↓

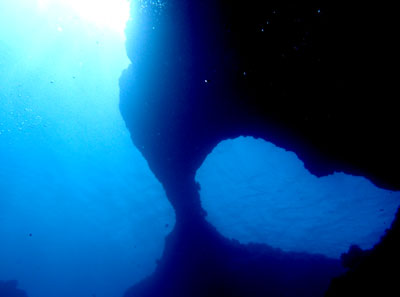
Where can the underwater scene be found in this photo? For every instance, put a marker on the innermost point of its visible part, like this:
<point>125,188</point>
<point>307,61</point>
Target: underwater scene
<point>168,148</point>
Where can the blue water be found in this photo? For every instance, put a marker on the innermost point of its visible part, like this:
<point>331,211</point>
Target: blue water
<point>81,214</point>
<point>69,173</point>
<point>255,191</point>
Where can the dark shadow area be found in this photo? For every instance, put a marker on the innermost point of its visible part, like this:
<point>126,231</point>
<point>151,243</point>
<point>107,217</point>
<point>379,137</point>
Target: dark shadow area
<point>313,79</point>
<point>9,289</point>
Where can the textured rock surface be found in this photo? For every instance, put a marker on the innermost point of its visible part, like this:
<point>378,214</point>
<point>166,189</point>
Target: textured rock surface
<point>315,80</point>
<point>9,289</point>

↑

WHAT YOU NEED TO DO —
The material must be restated verbatim. Its pictures must be omitted.

EXERCISE OUTPUT —
Where can the underwater scene be found in this photo? For every instance, put a marker on the innermost point of its visible part, like this:
<point>125,188</point>
<point>307,61</point>
Target: underwater scene
<point>168,148</point>
Where can the blue water be found in this photo? For every instance, put a marker on the innermost point of its visible part, like this:
<point>331,211</point>
Target: blue water
<point>81,214</point>
<point>69,173</point>
<point>255,191</point>
Where can the dark shadow area be found in this photo? For every instance, put a marker on the innermost point of its visible part, like this:
<point>126,231</point>
<point>151,243</point>
<point>107,217</point>
<point>379,137</point>
Target: dark shadow area
<point>313,79</point>
<point>9,289</point>
Where can the textured rock surface be found in this photo? For every instance, put a marker on the innermost point of its visible part, like this:
<point>378,214</point>
<point>166,189</point>
Target: textured rock surface
<point>315,80</point>
<point>9,289</point>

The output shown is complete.